| Source text |
☆ ☆ ☆ ☆
Digital Trends: 01.08.25

Happy 2026! I hope you had a fantastic break and that your year is off to a great start.

This year, I’ll be focusing even more on the practical application of AI in marketing—both in my work with teams, and in what I share through this newsletter. In my training sessions, I’ve found that people are tired of the AI hype and are much more interested in the tangible ways AI can help in their day-to-day work. Some of the best moments in training sessions come when people share their own discoveries—simple hacks, prompts, or clever ways they’ve made AI part of their workflows.

To build on that, I’m hosting an AI + Marketing Show & Tell on January 22 at 12:00pm EST. It’ll be part training session, part roundtable. I’ll share a few lessons from the past year, and if enough people join and volunteer, we’ll do a quick round of sharing practical AI uses—big or small—that make marketing work even 1% easier or more enjoyable.

If you’re interested in joining, sign up here and I’ll send you the details.

AI Use in Marketing

Research on marketers’ use of AI continues to show consistent findings: everyone recognizes its importance, but the majority remain in a quasi-experimentation phase. More recent research reveals some useful nuance around adoption patterns and tips for success. Key trends and lessons emerging about how marketing departments are using AGI include:

  • AI is considered less likely to disrupt marketing workflows that require human judgment (briefing and ideation) compared with workflows that are more production or automation focused (personalization and adaptation).

  • 86% of CMOs believe that creative agencies are not yet using AI at scale, and 60% of those CMOs believe agencies need to provide staff with AI training and upskilling.
☆ ☆ ☆ ☆
Source data:
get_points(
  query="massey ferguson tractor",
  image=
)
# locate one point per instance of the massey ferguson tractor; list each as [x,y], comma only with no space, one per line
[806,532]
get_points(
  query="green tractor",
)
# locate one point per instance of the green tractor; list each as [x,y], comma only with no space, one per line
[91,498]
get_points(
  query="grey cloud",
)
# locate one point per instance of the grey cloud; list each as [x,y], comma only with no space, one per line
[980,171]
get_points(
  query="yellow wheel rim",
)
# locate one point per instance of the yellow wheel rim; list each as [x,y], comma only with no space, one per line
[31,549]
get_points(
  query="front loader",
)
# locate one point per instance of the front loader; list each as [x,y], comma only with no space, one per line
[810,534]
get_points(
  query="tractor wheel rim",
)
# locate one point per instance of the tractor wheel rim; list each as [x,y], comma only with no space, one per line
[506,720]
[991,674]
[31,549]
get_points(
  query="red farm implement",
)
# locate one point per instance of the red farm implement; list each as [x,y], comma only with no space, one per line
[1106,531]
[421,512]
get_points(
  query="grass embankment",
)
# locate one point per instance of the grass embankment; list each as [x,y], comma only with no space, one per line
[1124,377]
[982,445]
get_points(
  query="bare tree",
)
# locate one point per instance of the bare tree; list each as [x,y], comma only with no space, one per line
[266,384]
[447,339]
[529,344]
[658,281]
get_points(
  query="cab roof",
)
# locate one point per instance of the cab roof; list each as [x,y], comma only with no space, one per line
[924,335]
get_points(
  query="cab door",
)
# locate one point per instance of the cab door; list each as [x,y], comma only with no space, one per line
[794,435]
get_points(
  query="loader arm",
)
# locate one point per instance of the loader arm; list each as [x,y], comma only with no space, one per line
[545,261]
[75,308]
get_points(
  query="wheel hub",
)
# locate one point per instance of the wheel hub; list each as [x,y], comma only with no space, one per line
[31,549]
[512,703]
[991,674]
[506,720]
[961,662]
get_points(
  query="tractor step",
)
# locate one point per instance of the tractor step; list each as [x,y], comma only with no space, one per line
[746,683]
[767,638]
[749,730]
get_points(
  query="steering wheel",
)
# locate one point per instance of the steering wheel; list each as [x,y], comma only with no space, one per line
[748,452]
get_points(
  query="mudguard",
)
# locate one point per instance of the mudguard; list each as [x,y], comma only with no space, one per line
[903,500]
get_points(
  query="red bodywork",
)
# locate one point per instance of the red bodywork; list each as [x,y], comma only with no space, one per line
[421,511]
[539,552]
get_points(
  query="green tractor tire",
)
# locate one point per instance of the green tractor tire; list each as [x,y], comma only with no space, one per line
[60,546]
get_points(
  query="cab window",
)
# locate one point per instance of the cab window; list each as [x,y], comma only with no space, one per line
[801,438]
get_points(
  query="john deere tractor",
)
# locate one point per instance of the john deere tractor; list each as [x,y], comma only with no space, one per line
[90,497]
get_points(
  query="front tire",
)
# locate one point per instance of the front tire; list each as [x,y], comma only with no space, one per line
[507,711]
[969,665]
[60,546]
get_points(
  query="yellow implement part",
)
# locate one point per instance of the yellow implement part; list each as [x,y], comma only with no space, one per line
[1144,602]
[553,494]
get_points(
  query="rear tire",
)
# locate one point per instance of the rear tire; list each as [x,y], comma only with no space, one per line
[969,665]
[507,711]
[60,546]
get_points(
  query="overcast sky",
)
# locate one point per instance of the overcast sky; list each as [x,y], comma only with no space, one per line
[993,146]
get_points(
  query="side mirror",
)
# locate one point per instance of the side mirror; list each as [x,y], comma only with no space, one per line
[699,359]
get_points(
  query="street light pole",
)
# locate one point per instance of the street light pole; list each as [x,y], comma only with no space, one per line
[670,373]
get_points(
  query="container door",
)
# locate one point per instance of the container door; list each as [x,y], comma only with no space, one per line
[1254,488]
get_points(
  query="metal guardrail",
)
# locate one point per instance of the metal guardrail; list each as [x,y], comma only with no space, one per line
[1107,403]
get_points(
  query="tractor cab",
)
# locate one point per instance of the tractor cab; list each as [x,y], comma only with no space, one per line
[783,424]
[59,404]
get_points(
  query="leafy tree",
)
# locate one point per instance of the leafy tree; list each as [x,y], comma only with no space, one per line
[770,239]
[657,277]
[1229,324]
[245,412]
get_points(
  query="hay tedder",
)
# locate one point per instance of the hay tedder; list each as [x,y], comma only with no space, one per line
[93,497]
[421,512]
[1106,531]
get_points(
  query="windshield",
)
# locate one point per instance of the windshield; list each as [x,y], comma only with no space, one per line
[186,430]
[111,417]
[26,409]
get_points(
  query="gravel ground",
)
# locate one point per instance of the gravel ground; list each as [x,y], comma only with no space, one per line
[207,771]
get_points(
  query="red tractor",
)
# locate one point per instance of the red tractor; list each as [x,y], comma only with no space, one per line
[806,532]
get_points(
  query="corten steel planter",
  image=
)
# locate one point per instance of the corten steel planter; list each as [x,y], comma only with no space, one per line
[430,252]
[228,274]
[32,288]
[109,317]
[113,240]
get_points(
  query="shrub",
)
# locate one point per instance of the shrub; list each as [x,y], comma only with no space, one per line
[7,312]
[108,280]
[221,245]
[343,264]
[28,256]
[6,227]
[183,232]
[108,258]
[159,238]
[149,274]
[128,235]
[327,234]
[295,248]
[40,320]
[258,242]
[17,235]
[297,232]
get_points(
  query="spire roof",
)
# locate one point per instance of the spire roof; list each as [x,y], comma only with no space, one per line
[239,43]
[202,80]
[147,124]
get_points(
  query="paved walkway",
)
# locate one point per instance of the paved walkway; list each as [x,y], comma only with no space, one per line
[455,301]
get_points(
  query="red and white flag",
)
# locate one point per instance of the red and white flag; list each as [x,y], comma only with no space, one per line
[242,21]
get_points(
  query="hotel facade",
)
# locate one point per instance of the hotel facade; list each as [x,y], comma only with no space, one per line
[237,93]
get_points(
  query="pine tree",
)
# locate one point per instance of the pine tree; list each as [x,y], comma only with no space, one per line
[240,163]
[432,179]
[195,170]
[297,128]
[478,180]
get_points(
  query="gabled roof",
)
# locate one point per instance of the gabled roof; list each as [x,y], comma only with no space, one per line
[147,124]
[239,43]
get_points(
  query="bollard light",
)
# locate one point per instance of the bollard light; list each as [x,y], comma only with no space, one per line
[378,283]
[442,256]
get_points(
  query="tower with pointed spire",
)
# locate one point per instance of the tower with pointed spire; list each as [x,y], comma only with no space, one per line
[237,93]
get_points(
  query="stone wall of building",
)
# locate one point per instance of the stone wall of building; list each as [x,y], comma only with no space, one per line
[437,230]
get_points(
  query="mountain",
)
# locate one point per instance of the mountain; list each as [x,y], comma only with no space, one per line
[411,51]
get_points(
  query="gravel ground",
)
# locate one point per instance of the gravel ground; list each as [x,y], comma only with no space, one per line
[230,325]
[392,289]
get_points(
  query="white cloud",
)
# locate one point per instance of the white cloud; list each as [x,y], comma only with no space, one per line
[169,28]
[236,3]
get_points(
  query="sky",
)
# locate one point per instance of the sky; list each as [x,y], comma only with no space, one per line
☆ ☆ ☆ ☆
| Your goal |
Copy out the entire Digital Trends newsletter above, word for word.

| Solution below |
Digital Trends: 01.08.25

Happy 2026! I hope you had a fantastic break and that your year is off to a great start.

This year, I’ll be focusing even more on the practical application of AI in marketing—both in my work with teams, and in what I share through this newsletter. In my training sessions, I’ve found that people are tired of the AI hype and are much more interested in the tangible ways AI can help in their day-to-day work. Some of the best moments in training sessions come when people share their own discoveries—simple hacks, prompts, or clever ways they’ve made AI part of their workflows.

To build on that, I’m hosting an AI + Marketing Show & Tell on January 22 at 12:00pm EST. It’ll be part training session, part roundtable. I’ll share a few lessons from the past year, and if enough people join and volunteer, we’ll do a quick round of sharing practical AI uses—big or small—that make marketing work even 1% easier or more enjoyable.

If you’re interested in joining, sign up here and I’ll send you the details.

AI Use in Marketing

Research on marketers’ use of AI continues to show consistent findings: everyone recognizes its importance, but the majority remain in a quasi-experimentation phase. More recent research reveals some useful nuance around adoption patterns and tips for success. Key trends and lessons emerging about how marketing departments are using AGI include:

  • AI is considered less likely to disrupt marketing workflows that require human judgment (briefing and ideation) compared with workflows that are more production or automation focused (personalization and adaptation).

  • 86% of CMOs believe that creative agencies are not yet using AI at scale, and 60% of those CMOs believe agencies need to provide staff with AI training and upskilling.